Begin Data records

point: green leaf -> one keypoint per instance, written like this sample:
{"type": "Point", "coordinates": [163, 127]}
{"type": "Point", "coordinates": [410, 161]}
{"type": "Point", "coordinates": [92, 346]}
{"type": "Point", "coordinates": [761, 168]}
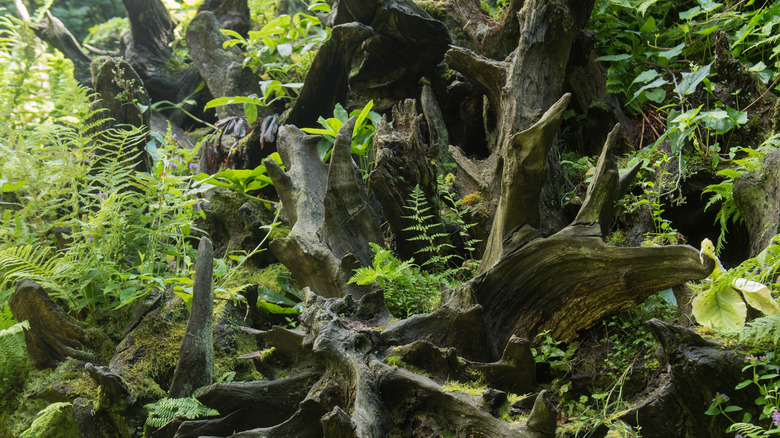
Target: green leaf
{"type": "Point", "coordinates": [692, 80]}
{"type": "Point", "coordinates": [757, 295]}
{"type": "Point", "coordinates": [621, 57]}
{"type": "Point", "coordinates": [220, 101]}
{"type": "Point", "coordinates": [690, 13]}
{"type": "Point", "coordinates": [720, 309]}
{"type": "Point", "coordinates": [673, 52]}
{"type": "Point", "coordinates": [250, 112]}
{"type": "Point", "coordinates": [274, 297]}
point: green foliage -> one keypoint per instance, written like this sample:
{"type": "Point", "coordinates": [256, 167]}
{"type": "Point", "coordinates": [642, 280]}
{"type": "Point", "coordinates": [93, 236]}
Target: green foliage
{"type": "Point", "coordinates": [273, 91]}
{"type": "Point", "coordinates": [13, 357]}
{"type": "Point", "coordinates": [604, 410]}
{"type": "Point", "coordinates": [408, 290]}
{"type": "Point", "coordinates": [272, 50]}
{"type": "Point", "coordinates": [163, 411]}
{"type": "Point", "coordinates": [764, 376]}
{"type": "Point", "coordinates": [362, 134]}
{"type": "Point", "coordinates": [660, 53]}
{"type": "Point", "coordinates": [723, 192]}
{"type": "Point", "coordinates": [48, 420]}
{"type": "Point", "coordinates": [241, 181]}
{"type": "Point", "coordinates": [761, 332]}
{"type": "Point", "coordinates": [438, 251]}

End Data records

Put every line of the items above into a JSON list of strings, one string per line, with blank lines dropped. Leave the pictures out.

[
  "point: green leaf -> one keypoint per instance, written like this sample:",
  "{\"type\": \"Point\", \"coordinates\": [163, 127]}",
  "{\"type\": \"Point\", \"coordinates\": [410, 161]}",
  "{\"type\": \"Point\", \"coordinates\": [92, 346]}",
  "{\"type\": \"Point\", \"coordinates\": [761, 168]}",
  "Target: green leaf",
  "{\"type\": \"Point\", \"coordinates\": [692, 80]}",
  "{\"type\": \"Point\", \"coordinates\": [757, 295]}",
  "{\"type\": \"Point\", \"coordinates\": [621, 57]}",
  "{\"type\": \"Point\", \"coordinates\": [220, 101]}",
  "{\"type\": \"Point\", \"coordinates\": [690, 13]}",
  "{\"type\": \"Point\", \"coordinates\": [720, 309]}",
  "{\"type\": \"Point\", \"coordinates\": [673, 52]}",
  "{\"type\": \"Point\", \"coordinates\": [250, 112]}",
  "{\"type\": \"Point\", \"coordinates\": [274, 297]}",
  "point: green foliage -> one keypoint per instance, written like this sample:",
  "{\"type\": \"Point\", \"coordinates\": [256, 167]}",
  "{\"type\": \"Point\", \"coordinates\": [642, 280]}",
  "{\"type\": \"Point\", \"coordinates\": [93, 236]}",
  "Target: green foliage",
  "{\"type\": \"Point\", \"coordinates\": [273, 91]}",
  "{\"type\": \"Point\", \"coordinates\": [13, 357]}",
  "{\"type\": \"Point\", \"coordinates\": [604, 410]}",
  "{\"type\": \"Point\", \"coordinates\": [408, 290]}",
  "{\"type\": \"Point\", \"coordinates\": [272, 50]}",
  "{\"type\": \"Point\", \"coordinates\": [163, 411]}",
  "{\"type\": \"Point\", \"coordinates\": [764, 376]}",
  "{\"type\": \"Point\", \"coordinates\": [362, 134]}",
  "{\"type\": \"Point\", \"coordinates\": [660, 53]}",
  "{\"type\": \"Point\", \"coordinates\": [723, 192]}",
  "{\"type\": \"Point\", \"coordinates\": [48, 420]}",
  "{\"type\": \"Point\", \"coordinates\": [241, 181]}",
  "{\"type\": \"Point\", \"coordinates\": [761, 332]}",
  "{\"type\": \"Point\", \"coordinates\": [438, 251]}"
]